*** Entries supplied ***

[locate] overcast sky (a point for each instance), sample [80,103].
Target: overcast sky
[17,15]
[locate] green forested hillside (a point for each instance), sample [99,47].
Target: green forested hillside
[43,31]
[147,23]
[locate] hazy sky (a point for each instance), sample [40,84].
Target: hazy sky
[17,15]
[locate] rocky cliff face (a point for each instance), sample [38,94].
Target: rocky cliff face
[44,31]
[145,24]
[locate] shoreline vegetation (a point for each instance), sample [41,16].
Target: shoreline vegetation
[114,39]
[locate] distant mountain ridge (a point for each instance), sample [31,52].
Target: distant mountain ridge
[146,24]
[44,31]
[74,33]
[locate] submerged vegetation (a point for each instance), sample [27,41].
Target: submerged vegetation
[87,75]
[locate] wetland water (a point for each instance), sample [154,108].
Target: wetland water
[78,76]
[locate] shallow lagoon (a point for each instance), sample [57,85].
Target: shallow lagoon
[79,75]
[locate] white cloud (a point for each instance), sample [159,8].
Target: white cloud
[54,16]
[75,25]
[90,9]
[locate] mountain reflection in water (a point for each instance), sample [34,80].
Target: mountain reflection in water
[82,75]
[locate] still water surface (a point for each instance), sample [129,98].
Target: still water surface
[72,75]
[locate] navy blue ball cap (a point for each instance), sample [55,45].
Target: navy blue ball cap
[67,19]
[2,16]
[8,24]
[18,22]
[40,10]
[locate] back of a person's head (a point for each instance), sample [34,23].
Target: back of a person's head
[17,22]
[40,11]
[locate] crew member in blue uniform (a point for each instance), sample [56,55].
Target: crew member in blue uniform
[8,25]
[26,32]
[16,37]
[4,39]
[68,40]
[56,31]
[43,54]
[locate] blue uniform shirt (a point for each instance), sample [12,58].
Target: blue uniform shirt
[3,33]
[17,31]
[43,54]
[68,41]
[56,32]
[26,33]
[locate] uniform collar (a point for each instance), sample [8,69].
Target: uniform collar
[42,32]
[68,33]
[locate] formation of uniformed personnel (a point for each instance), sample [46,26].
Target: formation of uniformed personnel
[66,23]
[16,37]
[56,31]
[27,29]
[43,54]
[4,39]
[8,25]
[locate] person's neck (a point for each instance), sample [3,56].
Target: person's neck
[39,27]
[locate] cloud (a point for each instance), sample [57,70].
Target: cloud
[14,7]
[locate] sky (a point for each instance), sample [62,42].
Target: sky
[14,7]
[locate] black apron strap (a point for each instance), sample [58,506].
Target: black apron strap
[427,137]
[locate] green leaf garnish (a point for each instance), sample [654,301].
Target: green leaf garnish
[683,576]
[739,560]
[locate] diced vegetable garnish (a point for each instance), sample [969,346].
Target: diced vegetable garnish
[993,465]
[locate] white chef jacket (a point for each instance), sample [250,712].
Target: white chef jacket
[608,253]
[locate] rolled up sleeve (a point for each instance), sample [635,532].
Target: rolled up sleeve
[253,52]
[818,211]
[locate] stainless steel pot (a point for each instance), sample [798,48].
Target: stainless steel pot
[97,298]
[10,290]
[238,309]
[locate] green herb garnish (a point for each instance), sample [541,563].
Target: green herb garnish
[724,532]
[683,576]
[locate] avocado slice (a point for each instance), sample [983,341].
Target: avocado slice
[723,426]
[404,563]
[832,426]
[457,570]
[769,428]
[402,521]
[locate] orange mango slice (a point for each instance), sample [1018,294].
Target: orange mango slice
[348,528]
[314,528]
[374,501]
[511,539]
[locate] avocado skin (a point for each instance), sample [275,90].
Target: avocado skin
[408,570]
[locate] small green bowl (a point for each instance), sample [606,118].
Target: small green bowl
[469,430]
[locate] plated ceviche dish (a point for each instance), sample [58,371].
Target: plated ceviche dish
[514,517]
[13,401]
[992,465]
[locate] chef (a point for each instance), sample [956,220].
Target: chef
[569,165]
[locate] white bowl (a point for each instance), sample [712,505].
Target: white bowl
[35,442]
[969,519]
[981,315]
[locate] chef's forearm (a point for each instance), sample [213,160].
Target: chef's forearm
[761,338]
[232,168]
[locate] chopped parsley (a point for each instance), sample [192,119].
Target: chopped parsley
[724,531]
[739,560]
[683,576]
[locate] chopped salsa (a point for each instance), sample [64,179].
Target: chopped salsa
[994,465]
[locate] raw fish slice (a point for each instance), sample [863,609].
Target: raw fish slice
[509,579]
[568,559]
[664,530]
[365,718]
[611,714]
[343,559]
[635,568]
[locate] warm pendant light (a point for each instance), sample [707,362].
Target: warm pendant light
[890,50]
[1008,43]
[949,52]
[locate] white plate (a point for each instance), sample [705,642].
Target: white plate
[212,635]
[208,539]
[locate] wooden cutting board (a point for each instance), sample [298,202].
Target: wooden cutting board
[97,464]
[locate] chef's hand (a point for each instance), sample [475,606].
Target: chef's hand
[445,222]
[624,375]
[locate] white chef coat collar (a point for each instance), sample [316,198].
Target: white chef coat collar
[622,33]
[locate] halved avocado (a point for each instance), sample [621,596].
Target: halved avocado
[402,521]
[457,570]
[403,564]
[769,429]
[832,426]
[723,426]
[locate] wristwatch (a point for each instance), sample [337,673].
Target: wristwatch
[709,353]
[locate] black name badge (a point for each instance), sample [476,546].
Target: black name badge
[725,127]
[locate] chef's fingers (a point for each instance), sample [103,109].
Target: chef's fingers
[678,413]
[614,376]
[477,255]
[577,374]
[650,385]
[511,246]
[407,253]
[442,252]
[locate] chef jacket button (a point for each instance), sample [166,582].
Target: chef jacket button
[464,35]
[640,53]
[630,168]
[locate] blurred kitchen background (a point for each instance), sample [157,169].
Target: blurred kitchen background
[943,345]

*** End of Entries supplied ***

* _Directions for this task_
Every record in the material above should be set down exactly.

* _Result_
[locate] overcast sky (a point for each instance), sample [80,103].
Target: overcast sky
[17,15]
[locate] green forested hillside (a point for each instance), sample [99,47].
Target: green forested hillside
[43,31]
[147,23]
[locate] hazy sky (a point for each instance), sample [40,84].
Target: hazy sky
[17,15]
[locate] rocky cliff face (a point for each instance), sample [38,94].
Target: rocky cliff face
[44,31]
[145,24]
[locate] shoreline vegetation (a point for each instance), sample [41,16].
Target: shoreline vegetation
[114,39]
[locate] distant mountain ridge (a point for each instance), sample [31,52].
Target: distant mountain ridge
[146,24]
[44,31]
[74,33]
[locate] submerged vegetation (a point for each instance), sample [27,41].
Target: submerged vegetation
[87,75]
[locate] wetland water (a point for each instance), sample [154,108].
Target: wetland water
[78,76]
[locate] shallow lagoon (a point for each instance), sample [57,85].
Target: shallow lagoon
[79,75]
[locate] white cloud (a point for each instance), sample [159,8].
Target: white cloud
[54,16]
[75,25]
[90,9]
[locate] mountain reflection in water (a point for each instance), sample [34,80].
Target: mountain reflection in water
[82,75]
[locate] still water surface (a point for each instance), sample [129,98].
Target: still water surface
[72,75]
[locate] navy blue ball cap (a point for each instance), sample [55,45].
Target: navy blue ball cap
[67,19]
[2,16]
[8,24]
[18,22]
[40,10]
[locate] back of a person's head (a point for each instance), sample [34,23].
Target: back of a person's head
[17,22]
[40,11]
[locate] crew member in blue uniform (a point for each instance), sample [56,55].
Target: crew member in blue uniform
[8,25]
[26,32]
[16,37]
[4,39]
[68,40]
[56,31]
[43,54]
[locate] blue uniform shirt (a point for each instance), sample [12,58].
Target: blue uniform shirt
[3,33]
[17,31]
[43,54]
[68,41]
[56,32]
[26,33]
[locate] uniform collar (a point for each instance), sample [8,69].
Target: uniform collar
[42,32]
[68,33]
[locate] formation of uniformed personnel (a point for each instance), sample [46,26].
Target: formation of uniformed personnel
[66,23]
[16,37]
[56,31]
[27,29]
[43,54]
[4,39]
[8,25]
[locate] person's neck (a point for each instance), sample [3,56].
Target: person's neck
[39,27]
[locate] cloud (a point for each instance), sample [57,70].
Target: cloud
[14,7]
[locate] sky (a point for each instance), sample [62,42].
Target: sky
[14,7]
[locate] black apron strap (a point for each instance), sample [58,506].
Target: black apron strap
[427,137]
[locate] green leaf garnish (a point for each instance), sample [654,301].
Target: green leaf garnish
[683,576]
[739,560]
[locate] diced vegetable garnish (a point for each instance), sample [969,346].
Target: diced vegetable garnish
[993,465]
[locate] white chef jacket (a point for each instance), sample [250,712].
Target: white chef jacket
[608,253]
[locate] rolled up sleeve (a point for each instance), sample [635,532].
Target: rolled up sleeve
[253,52]
[818,211]
[locate] stainless steel pot (a point for each instance), sample [798,48].
Target: stainless steel pot
[97,298]
[10,290]
[238,309]
[locate] green herb garnish (a point for each instance), sample [541,563].
Target: green herb garnish
[724,532]
[683,576]
[locate] avocado slice (a point for each instance), sample [983,341].
Target: avocado slice
[723,426]
[404,563]
[832,426]
[457,570]
[769,428]
[402,521]
[locate] orange mango slice (a point for each instance), sample [1018,294].
Target: orange mango slice
[348,528]
[314,528]
[374,501]
[511,539]
[locate] avocado skin (a point for each instance), sample [275,90].
Target: avocado skin
[408,570]
[locate] small green bowl (a point for each instance), sample [606,118].
Target: small green bowl
[469,430]
[locate] plated ceviche dish (a point for each instance), sample [58,371].
Target: plated ceviche dish
[514,517]
[13,401]
[992,465]
[locate] chef (a point for each instance), sample [956,220].
Target: chef
[569,165]
[locate] white bowl (a point for each instance), sample [712,505].
Target: white bowl
[35,442]
[969,519]
[981,315]
[locate] chef's forearm (a point for each instance), sample [213,160].
Target: chef's forearm
[761,338]
[232,168]
[locate] chopped parsley (a point for each instance), sample [192,119].
Target: chopped parsley
[724,531]
[739,560]
[683,576]
[locate] chopped salsa (a point for each instance), sample [64,179].
Target: chopped salsa
[994,465]
[locate] raw fish slice (a point for each instance), sample [863,609].
Target: raw fish slice
[509,579]
[568,559]
[664,530]
[365,718]
[611,714]
[343,559]
[635,568]
[locate] warm pendant light (a point for each instance), sample [707,362].
Target: warm pendant light
[890,50]
[1008,43]
[949,52]
[locate] white plate (a point for each instance), sample [705,642].
Target: white plate
[212,635]
[208,539]
[locate] wooden cutting board (a point for each instance), sample [298,202].
Target: wooden cutting board
[97,464]
[locate] chef's hand (a point for each instance), sample [475,606].
Target: chef's hand
[445,222]
[624,375]
[locate] white chef coat collar (a point for each instance), sample [316,198].
Target: white chef coat collar
[622,33]
[locate] halved avocado (a point for each instance), sample [621,596].
Target: halved avocado
[402,521]
[457,570]
[403,564]
[769,429]
[832,426]
[723,426]
[locate] wristwatch (a point for each instance), sample [337,673].
Target: wristwatch
[709,353]
[locate] black name badge (a point for each instance), sample [476,546].
Target: black name badge
[725,127]
[locate] chef's fingers (a point for each instance), sample [103,109].
Target: chef's fingers
[678,413]
[614,376]
[477,255]
[577,374]
[650,385]
[511,246]
[407,253]
[442,252]
[locate] chef jacket button (a point for each instance), sample [166,582].
Target: chef jacket button
[464,35]
[640,53]
[630,168]
[locate] blurred kitchen background (a point for each instance), sample [157,169].
Target: blurred kitchen background
[943,345]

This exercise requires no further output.